Task objective: Rewrite the records below with "tag every instance of" changed to "mark each occurrence of" wherever it occurs, leaving everything else the same.

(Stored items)

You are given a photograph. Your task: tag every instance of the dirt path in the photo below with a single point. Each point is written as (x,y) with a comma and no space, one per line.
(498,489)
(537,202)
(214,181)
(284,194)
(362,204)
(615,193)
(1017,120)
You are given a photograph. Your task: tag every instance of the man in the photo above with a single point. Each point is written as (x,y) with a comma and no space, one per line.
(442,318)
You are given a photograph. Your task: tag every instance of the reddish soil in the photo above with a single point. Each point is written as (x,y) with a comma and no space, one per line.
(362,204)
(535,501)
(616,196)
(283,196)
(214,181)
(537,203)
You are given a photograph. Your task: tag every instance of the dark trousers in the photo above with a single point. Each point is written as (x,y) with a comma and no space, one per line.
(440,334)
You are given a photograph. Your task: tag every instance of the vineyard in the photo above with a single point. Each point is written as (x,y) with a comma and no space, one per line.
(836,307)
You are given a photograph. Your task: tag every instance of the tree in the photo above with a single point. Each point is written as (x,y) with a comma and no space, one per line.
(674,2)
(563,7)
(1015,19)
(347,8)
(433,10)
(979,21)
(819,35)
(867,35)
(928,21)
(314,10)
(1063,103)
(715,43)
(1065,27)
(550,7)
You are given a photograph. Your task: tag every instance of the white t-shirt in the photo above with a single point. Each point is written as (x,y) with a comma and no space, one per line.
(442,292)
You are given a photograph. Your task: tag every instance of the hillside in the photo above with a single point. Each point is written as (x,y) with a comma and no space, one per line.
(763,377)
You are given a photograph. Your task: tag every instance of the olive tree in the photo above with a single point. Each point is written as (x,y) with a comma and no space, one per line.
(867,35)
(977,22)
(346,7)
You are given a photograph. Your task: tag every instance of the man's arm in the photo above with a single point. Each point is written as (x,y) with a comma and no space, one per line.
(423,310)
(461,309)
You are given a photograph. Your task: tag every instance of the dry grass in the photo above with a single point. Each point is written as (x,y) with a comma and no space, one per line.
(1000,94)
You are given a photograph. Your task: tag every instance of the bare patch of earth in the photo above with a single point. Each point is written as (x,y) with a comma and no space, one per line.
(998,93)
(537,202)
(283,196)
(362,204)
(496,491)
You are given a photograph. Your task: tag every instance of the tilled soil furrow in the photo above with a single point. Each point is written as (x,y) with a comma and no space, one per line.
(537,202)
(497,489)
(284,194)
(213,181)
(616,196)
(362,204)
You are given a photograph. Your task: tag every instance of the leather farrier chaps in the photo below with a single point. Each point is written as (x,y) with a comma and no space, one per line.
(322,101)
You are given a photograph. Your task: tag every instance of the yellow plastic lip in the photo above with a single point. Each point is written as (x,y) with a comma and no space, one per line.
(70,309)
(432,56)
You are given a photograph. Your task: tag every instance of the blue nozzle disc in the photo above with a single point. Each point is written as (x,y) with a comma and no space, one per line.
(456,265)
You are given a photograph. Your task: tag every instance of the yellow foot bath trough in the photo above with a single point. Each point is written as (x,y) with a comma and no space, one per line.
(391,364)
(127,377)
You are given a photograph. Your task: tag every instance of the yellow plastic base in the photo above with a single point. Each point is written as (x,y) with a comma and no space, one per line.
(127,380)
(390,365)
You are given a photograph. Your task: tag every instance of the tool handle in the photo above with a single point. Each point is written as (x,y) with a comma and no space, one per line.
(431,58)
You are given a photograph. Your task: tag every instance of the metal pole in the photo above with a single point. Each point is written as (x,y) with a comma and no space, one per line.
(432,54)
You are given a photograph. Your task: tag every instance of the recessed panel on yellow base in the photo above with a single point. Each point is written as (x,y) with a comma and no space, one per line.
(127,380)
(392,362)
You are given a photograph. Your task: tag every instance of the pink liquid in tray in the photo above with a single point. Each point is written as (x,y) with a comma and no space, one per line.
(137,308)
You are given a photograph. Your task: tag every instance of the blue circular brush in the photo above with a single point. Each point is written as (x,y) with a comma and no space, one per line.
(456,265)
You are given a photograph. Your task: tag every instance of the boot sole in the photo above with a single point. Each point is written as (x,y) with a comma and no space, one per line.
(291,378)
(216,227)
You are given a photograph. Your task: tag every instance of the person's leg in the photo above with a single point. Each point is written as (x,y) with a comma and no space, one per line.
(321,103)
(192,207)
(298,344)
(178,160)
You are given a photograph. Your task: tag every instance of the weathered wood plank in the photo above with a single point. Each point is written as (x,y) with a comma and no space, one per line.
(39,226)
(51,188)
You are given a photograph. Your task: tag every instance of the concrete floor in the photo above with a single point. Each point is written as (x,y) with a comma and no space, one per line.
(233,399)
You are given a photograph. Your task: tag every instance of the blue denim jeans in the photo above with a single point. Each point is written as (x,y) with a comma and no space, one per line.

Final answer:
You are given a photograph. Your task: mark each occurrence of the dirt path in the photo below with a single point. Each point is written as (x,y) with a comma and no space, one per line.
(498,489)
(537,202)
(214,181)
(284,194)
(362,204)
(615,193)
(1017,120)
You are given a photograph. Your task: mark each occurrence of the man in the photo above with a single point. Each point is written as (x,y) with a comma and no space, one per line.
(442,318)
You are given a photograph. Your task: mark each occurrence of the reddish soil in the photo above with a single point. Each point is written as (x,y) with a comma and no space, one per line.
(362,204)
(535,501)
(616,196)
(283,196)
(214,181)
(537,203)
You are given a photograph. Your task: mark each occurrence of the dark trousers in the photo above with a single point. Each point is written as (x,y) with a comma and no space, one per line.
(440,334)
You are given a photograph. Your task: mark each occurrence of the vineyard in the photo above with a single point. Each point is written as (x,y) with a comma and no space, one per line.
(836,307)
You are given a photograph. Your task: mark each occurrence of the tree in the photo above with a single point. Each point is written as (x,y) with a comma and no space, one per line.
(674,2)
(563,7)
(1015,19)
(347,8)
(433,10)
(979,21)
(819,35)
(867,35)
(928,21)
(314,10)
(1063,103)
(715,43)
(1065,27)
(550,7)
You are given a photograph. Your task: mark each occurrence of the white t-shirt in the photo above with a single point. Each point is written as (x,y) with a comma and no space, one per line.
(442,292)
You are given a photograph. Your task: mark each occurrence of the hillside in the photo above with a single point. Each point is written as (x,y) with a comma and no space, one per line.
(763,377)
You are given a photograph. Your task: mark each occurrence of the olive tree in the photo above with a single point. Each point is written as (x,y) with a comma and no space, one per line.
(867,35)
(977,22)
(346,7)
You are given a photograph. Your task: mark each occurrence of the man's arm in the photo above with a single point. Each point is written as (x,y) with a comma and no space, one per line.
(423,310)
(461,309)
You are given a photograph. Your task: mark each occurrence of the dry grass in the photo above with a single point. Each point is written as (x,y) with a comma and no space, one per line.
(1000,94)
You are given a photograph. Your task: mark each occurrence of the bare patch of earth in the photo above with a single point. Each point is written as (x,y) with a comma and no space, one per line.
(998,93)
(537,202)
(283,196)
(362,204)
(496,491)
You are given a photograph. Your task: mark each occurrence of the tilled soil furrow in the photo above with a single point. Each point is written as (x,y) with a comma and no space, one per line.
(537,202)
(497,489)
(284,194)
(213,181)
(616,196)
(362,204)
You are given a photograph. Your task: mark each occurrence of the leather farrier chaps in the photo below with a single point. Each point is written as (x,y) with a comma and no space, one per line.
(322,101)
You are given a photograph. Your task: mark each occurrence of the yellow plastic lip in the photo above with a single point. Each point is written as (x,y) with a comma and no space, one per line.
(70,309)
(432,56)
You are given a photograph. Your task: mark each occurrence of the blue nozzle disc in the photo above with a single point. Each point is written as (x,y) with a comma and no space, one per line.
(456,265)
You are given a photograph. Your task: mark each occurrence of the yellow foot bath trough in the photo above with a single point. Each point is written as (x,y) with a comma and no space, one per line.
(391,364)
(127,377)
You are given a photograph. Your task: mark each occurrence of the yellow plastic base in the photo above with a single point. Each point is written as (x,y) with a comma and no space, one per line.
(127,380)
(390,365)
You are given a photograph. Your task: mark each occurrence of the tool handle in the photo above with a single point. Each point is written as (x,y) with a comma and no space, one per line.
(431,58)
You are given a photograph. Your task: mark each occurrence of the metal pole in the photo above with a single point. Each point is written as (x,y) with a comma and no space, one per line.
(432,54)
You are given a photograph. Your task: mark each occurrence of the recessed panel on yellow base in the photo above with a single point. Each point is written as (x,y) with a comma and no space, one per line.
(127,380)
(392,362)
You are given a photograph. Your task: mark each occurrence of the pink liquid in tray in the photo above with a single point. Each point is written as (x,y) with a comma and no space, one per line.
(137,308)
You are given a photograph. Your task: mark each occurrence of the blue circular brush in the photo above with a single point. Each point is written as (x,y) with a comma and no space, one per line.
(456,265)
You are given a photograph. Your task: mark each occurrence of the boot sole in the photo above with a single point. Each point is written as (x,y) with a comma and no space, one per line.
(291,378)
(216,227)
You are given a photograph. Your task: mark each occurrence of the person's leg in the photo above with a single point. Each point is written as (x,y) with a comma and no space, one per line.
(321,103)
(192,207)
(298,344)
(178,160)
You are given a photograph. Your task: mark each occurrence of the weathered wood plank in the photo above with a single point. Each point is written as (x,y) with a comma and no space, one per line.
(39,226)
(51,188)
You are given a photograph. Your task: mark each occurrence of the concrete floor in the photo above with a single point. Each point is written as (x,y) with a comma and no space, one per line.
(233,399)
You are given a photograph. Your task: mark each occurrence of the blue denim jeans in the photo above with a single point. Each point is written as (x,y) with a comma and no space, one per line.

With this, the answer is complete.